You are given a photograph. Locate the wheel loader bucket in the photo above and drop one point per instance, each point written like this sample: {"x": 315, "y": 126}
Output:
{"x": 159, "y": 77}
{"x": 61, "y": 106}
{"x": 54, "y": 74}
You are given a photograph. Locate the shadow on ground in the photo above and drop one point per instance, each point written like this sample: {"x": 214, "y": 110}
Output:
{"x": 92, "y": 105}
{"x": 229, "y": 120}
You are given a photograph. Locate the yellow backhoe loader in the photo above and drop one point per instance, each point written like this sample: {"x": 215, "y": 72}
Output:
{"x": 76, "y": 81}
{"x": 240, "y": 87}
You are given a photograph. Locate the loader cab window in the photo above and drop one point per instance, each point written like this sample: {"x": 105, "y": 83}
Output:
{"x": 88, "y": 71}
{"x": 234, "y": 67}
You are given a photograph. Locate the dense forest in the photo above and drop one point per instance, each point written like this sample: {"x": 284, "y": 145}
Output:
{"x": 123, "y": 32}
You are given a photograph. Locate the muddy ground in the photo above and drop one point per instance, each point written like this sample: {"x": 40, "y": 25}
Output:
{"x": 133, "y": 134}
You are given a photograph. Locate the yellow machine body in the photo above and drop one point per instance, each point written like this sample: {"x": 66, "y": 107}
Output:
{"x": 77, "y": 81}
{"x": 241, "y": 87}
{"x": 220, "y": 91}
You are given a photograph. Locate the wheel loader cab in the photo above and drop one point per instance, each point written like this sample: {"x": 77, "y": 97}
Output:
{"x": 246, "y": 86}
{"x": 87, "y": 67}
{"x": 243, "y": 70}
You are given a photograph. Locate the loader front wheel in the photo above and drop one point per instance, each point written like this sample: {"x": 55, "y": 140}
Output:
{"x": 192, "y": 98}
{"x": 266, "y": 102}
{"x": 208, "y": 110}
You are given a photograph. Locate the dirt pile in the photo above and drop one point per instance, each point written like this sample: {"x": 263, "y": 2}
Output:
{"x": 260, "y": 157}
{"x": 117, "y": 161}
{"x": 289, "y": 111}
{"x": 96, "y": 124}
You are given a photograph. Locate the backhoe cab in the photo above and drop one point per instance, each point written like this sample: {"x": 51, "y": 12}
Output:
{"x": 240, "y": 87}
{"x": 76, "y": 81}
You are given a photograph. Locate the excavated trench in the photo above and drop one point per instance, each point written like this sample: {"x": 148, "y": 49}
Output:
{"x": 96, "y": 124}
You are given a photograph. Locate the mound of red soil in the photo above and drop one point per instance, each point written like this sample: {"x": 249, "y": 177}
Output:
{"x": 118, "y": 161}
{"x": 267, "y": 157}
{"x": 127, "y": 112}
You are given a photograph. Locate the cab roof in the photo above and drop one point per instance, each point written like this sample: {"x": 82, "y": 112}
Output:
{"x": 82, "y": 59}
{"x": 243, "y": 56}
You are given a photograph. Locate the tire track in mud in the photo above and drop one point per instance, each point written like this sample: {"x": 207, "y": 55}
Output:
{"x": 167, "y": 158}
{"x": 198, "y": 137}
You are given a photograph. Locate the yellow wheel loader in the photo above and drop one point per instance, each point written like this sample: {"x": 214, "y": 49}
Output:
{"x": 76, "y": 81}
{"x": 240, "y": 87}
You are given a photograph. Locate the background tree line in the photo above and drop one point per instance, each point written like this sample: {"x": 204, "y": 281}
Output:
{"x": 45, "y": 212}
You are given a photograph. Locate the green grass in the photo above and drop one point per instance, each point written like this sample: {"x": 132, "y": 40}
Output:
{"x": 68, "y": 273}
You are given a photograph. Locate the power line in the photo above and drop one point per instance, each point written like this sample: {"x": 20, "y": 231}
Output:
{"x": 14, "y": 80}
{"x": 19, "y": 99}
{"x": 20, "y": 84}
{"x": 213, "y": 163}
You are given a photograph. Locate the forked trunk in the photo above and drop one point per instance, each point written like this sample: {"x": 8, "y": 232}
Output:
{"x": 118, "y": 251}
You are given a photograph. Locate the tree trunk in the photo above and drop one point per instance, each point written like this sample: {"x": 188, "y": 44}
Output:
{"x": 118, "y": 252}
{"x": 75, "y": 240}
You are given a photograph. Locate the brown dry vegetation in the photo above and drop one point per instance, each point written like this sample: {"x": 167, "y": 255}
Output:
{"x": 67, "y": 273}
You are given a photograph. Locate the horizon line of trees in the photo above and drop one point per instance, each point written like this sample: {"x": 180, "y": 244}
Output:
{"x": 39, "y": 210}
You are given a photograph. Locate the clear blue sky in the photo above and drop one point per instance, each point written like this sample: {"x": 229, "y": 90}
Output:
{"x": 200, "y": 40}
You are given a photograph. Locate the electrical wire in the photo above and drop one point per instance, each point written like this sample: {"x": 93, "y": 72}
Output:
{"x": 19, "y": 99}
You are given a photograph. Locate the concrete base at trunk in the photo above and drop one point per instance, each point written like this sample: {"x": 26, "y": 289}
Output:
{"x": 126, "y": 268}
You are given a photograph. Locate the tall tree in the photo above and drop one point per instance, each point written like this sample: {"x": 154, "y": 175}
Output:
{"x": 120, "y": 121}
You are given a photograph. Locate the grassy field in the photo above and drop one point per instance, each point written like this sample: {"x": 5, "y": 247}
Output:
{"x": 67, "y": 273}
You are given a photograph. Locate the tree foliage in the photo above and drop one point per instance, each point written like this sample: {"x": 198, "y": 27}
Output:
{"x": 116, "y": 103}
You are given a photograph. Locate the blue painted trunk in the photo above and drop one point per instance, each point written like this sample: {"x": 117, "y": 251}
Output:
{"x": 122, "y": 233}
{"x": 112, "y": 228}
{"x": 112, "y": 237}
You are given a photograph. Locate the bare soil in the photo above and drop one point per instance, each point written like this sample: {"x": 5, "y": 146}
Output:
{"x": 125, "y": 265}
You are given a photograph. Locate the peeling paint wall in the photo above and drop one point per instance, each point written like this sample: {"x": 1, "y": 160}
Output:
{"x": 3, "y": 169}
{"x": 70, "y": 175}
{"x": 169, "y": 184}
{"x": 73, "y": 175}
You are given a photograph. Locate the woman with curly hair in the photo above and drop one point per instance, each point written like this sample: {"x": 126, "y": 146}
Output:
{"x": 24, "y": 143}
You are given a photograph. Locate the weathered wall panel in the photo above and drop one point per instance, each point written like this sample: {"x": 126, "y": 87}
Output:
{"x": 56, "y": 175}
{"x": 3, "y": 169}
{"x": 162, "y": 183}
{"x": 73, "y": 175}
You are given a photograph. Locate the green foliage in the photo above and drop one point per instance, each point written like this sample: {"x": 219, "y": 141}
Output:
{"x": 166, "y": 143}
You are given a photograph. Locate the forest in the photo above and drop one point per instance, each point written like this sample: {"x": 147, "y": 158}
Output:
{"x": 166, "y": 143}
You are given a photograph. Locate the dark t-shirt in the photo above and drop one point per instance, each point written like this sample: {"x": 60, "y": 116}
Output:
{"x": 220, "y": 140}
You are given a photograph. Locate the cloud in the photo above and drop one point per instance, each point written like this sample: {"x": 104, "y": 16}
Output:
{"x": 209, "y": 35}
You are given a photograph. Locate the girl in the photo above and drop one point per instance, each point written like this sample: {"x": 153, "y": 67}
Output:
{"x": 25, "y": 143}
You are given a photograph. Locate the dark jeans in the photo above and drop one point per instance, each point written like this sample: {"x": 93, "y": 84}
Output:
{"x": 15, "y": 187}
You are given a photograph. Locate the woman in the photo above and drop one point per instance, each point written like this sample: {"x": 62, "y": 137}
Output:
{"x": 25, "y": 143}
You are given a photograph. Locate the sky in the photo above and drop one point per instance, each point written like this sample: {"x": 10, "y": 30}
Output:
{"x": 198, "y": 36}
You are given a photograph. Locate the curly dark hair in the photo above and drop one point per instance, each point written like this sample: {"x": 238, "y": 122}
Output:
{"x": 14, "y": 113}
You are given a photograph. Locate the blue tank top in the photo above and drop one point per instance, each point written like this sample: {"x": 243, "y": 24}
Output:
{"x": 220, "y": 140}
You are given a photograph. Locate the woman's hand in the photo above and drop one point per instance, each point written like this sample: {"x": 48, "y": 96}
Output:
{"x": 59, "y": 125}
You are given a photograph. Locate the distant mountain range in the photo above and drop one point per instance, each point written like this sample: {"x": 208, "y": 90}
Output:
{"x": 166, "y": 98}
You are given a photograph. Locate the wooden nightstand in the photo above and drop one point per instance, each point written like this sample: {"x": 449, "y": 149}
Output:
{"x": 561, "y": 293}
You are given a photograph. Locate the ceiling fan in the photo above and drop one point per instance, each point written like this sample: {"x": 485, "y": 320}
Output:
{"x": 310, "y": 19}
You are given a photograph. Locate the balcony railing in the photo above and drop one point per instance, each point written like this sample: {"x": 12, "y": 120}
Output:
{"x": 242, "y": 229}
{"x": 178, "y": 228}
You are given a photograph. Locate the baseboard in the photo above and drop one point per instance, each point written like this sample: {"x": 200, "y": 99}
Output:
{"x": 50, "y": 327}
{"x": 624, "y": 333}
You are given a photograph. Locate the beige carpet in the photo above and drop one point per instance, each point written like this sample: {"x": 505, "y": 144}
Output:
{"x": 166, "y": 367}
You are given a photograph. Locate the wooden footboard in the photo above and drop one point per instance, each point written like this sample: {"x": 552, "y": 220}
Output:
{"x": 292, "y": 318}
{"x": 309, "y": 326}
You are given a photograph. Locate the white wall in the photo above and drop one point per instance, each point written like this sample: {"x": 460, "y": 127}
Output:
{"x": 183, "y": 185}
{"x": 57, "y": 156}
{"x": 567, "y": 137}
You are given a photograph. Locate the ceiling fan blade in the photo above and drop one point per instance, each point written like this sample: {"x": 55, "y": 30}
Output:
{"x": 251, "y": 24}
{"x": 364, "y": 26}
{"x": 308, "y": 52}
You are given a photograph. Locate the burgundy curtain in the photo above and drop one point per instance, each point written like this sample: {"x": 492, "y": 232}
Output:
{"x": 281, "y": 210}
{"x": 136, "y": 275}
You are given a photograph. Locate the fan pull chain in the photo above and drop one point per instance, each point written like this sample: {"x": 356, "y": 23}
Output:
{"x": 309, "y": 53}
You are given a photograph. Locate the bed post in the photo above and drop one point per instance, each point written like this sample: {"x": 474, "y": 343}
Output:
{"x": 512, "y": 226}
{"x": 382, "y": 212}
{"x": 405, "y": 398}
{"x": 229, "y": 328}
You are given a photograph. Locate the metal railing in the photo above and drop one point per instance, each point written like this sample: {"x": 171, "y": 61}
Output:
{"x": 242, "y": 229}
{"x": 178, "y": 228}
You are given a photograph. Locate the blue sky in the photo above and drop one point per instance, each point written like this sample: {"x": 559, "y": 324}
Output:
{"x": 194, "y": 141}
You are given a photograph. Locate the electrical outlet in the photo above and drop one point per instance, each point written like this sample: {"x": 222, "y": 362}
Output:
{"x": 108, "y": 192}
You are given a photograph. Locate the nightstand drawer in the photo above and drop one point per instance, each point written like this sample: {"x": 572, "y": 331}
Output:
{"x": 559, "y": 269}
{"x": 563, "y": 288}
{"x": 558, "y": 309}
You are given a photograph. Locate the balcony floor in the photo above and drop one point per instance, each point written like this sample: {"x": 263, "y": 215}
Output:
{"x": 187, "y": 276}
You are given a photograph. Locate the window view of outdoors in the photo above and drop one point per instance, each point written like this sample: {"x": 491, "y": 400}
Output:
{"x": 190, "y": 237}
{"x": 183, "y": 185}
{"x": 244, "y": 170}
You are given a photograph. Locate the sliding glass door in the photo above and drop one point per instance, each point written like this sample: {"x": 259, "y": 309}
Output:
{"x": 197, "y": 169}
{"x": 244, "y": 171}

→ **Instructions to follow**:
Extract the closing run of lines, starting with the one containing "You are given a photograph. Locate the blue sky" and ending at the last, exactly as written.

→ **Answer below**:
You are given a photograph. Locate the blue sky in the photo above and drop one point per instance, each point written like this sample: {"x": 559, "y": 324}
Output:
{"x": 194, "y": 141}
You are given a photograph. Locate the electrical outlet in the photo above and drop one point per instance, each point written like this sample: {"x": 222, "y": 362}
Output:
{"x": 108, "y": 192}
You are given a photograph. Locate the nightstand drawer in the photo above and drop one point per instance, each point written like this sample: {"x": 572, "y": 331}
Output:
{"x": 559, "y": 269}
{"x": 563, "y": 288}
{"x": 558, "y": 309}
You are given a photograph. Locate the balcony floor in the photo above and drop one point per instance, each point written like this sample: {"x": 263, "y": 215}
Output:
{"x": 187, "y": 276}
You are given a photograph. Locate the window view of outdoors in the photo above and drop one point per instance, each point written like this sample: {"x": 491, "y": 400}
Output:
{"x": 190, "y": 237}
{"x": 183, "y": 185}
{"x": 244, "y": 170}
You are given a photograph. Locate the sliding glass door in the photo above and drop one point per instance, each point written like this sample: {"x": 259, "y": 309}
Output:
{"x": 197, "y": 169}
{"x": 244, "y": 171}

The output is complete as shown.